#### GIVEN TEXT

As Praga stated, kyro is a good solution for (de)serialization of objects that do not implement Serializable interface. Here is a sample code for serialization with kyro, hope it helps:
Kryo kryo = new Kryo();
private byte[] encode(Object obj) {
ByteArrayOutputStream objStream = new ByteArrayOutputStream();
Output objOutput = new Output(objStream);
kryo.writeClassAndObject(objOutput, obj);
objOutput.close();
return objStream.toByteArray();
}
private <T> T decode(byte[] bytes) {
return (T) kryo.readClassAndObject(new Input(bytes));
}
Maven dependency:
<dependency>
<groupId>com.esotericsoftware</groupId>
<artifactId>kryo</artifactId>
<version>4.0.1</version>
</dependency>
Full Implementation for redis integration:
RedisInterface :
public class RedisInterface {
static final Logger logger = LoggerFactory.getLogger(RedisInterface.class);
private static RedisInterface instance =null;
public static RedisInterface getInstance ()
{
if(instance ==null)
createInstance();
return instance ;
}
private static synchronized void createInstance()
{
if(instance ==null)//in case of multi thread instances
instance =new RedisInterface();
}
JedisConfig jedis = new JedisConfig();
public boolean setAttribute(String key, Object value)
{
return this.setAttribute(key, key, value);
}
public boolean setAttribute(String key, Object value, int expireSeconds)
{
return this.setAttribute(key, key, value, expireSeconds);
}
public boolean setAttribute(String key, String field, Object value)
{
int expireSeconds = 20 *60; //20 minutes
return this.setAttribute(key, field, value, expireSeconds);
}
public boolean setAttribute(String key, String field, Object value, int expireSeconds)
{
try
{
if(key==null || "".equals(key) || field==null || "".equals(field))
return false;
byte[]keyBytes = key.getBytes();
byte[]fieldBytes = field.getBytes();
byte []valueBytes = encode(value);
long start = new Date().getTime();
jedis.set(keyBytes, fieldBytes, valueBytes, expireSeconds);
long end = new Date().getTime();
long waitTime =end-start;
logger.info("{} key saved to redis in {} milliseconds with timeout: {} seconds", new Object[] {key, waitTime, expireSeconds} );
return true;
}
catch(Exception e)
{
logger.error( "error on saving object to redis. key: " + key, e);
return false;
}
}
public <T> T getAttribute(String key)
{
return this.getAttribute(key, key);
}
public <T> T getAttribute(String key, String field)
{
try
{
if(key==null || "".equals(key) || field==null || "".equals(field)) return null;
byte[]keyBytes = key.getBytes();
byte[]fieldBytes = field.getBytes();
long start = new Date().getTime();
byte[] valueBytes = jedis.get(keyBytes, fieldBytes);
T o =null;
if(valueBytes!=null && valueBytes.length>0)
o = decode(valueBytes);
long end = new Date().getTime();
long waitTime =end-start;
logger.info("{} key read operation from redis in {} milliseconds. key found?: {}", new Object[] {key, waitTime, (o!=null)});
return o;
}
catch (Exception e)

########
#### RAW DATA

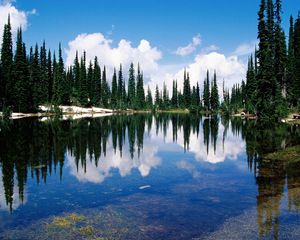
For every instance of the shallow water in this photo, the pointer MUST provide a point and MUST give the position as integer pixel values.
(147, 177)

########

TO DO:
1: Write out the portion of the Kryo serialization answer starting with "createInstance();" and going on through "key, Object value, int expireSeconds)".
2: In the Kryo serialization answer, what expiration time does the `setAttribute(String key, String field, Object value)` overload pass on?
The lines play no part in any of this.

EXPECTED RESPONSES:
1:
createInstance();
return instance ;
}
private static synchronized void createInstance()
{
if(instance ==null)//in case of multi thread instances
instance =new RedisInterface();
}
JedisConfig jedis = new JedisConfig();
public boolean setAttribute(String key, Object value)
{
return this.setAttribute(key, key, value);
}
public boolean setAttribute(String key, Object value, int expireSeconds)

2: 20 * 60 seconds, which is 20 minutes.